▶ _EXERCISE DATA_:
[start]

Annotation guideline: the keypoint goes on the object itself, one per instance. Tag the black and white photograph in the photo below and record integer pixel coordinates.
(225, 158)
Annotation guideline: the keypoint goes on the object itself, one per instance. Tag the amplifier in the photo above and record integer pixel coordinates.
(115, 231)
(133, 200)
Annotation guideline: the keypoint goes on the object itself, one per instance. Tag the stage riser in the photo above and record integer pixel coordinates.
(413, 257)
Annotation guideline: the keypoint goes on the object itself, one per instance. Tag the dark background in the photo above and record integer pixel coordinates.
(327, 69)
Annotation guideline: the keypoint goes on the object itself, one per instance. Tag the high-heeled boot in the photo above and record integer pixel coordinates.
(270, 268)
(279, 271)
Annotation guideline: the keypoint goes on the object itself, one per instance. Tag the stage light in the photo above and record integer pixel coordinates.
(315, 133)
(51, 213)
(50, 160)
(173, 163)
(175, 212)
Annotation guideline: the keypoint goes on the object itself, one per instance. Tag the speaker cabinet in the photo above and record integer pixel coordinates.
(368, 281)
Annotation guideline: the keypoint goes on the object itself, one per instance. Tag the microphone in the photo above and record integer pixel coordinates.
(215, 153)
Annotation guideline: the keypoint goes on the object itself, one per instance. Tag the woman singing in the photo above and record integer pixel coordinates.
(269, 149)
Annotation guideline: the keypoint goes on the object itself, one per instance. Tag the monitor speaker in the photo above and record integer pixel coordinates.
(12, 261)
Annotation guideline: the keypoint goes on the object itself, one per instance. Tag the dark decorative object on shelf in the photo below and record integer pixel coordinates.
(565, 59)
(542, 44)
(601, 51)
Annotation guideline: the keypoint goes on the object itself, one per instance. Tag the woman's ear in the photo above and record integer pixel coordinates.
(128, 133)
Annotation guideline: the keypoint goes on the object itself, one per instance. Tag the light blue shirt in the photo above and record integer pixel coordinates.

[end]

▶ _WRITTEN REQUEST_: Please render every line of the material above as a Markdown table with two columns, Row and Line. Number the rows in order and leave out any blank lines.

▶ _FINAL RESULT_:
| Row | Line |
|---|---|
| 1 | Annotation guideline: the keypoint goes on the object itself, one per instance. Tag the black and white photograph in the photo below and record integer pixel coordinates. |
| 2 | (225, 158) |
| 3 | Annotation guideline: the keypoint goes on the object itself, one per instance. Tag the amplifier in the photo above and record integer pixel coordinates. |
| 4 | (115, 231) |
| 5 | (133, 200) |
| 6 | Annotation guideline: the keypoint goes on the object itself, one per instance. Tag the stage riser in the photo above and record integer pixel coordinates. |
| 7 | (413, 257) |
| 8 | Annotation guideline: the keypoint goes on the object itself, one per instance. Tag the dark background in the photo above and record integer pixel coordinates. |
| 9 | (327, 69) |
| 10 | Annotation guideline: the keypoint goes on the object itself, one per instance. Tag the high-heeled boot in the photo above and record integer pixel coordinates. |
| 11 | (270, 268) |
| 12 | (279, 271) |
| 13 | Annotation guideline: the keypoint goes on the object itself, one per instance. Tag the stage light in the photo above and record integer pixel coordinates. |
| 14 | (315, 133) |
| 15 | (51, 213) |
| 16 | (50, 160) |
| 17 | (173, 163) |
| 18 | (175, 212) |
| 19 | Annotation guideline: the keypoint goes on the object itself, one per instance. Tag the speaker cabinet in the photo above and record integer pixel coordinates. |
| 20 | (368, 281) |
| 21 | Annotation guideline: the keypoint goes on the object itself, one per instance. Tag the microphone in the photo above and record integer pixel coordinates. |
| 22 | (215, 153) |
| 23 | Annotation guideline: the keypoint goes on the object itself, one per instance. Tag the woman singing in the photo above and record integer pixel coordinates. |
| 24 | (269, 149) |
| 25 | Annotation guideline: the keypoint goes on the object itself, one per instance. Tag the monitor speaker in the photo above and record integer pixel coordinates. |
| 26 | (12, 261) |
| 27 | Annotation guideline: the keypoint goes on the object itself, one per instance. Tag the dark decorative object on shelf in the photo below and record integer pixel coordinates. |
| 28 | (565, 59) |
| 29 | (542, 44) |
| 30 | (601, 51) |
| 31 | Annotation guideline: the keypoint goes on the object itself, one per instance. Tag the woman's ear in the photo above and record integer pixel coordinates. |
| 32 | (128, 133) |
| 33 | Annotation guideline: the keypoint goes on the object itself, one per instance. Tag the light blue shirt in the photo above and record integer pixel coordinates. |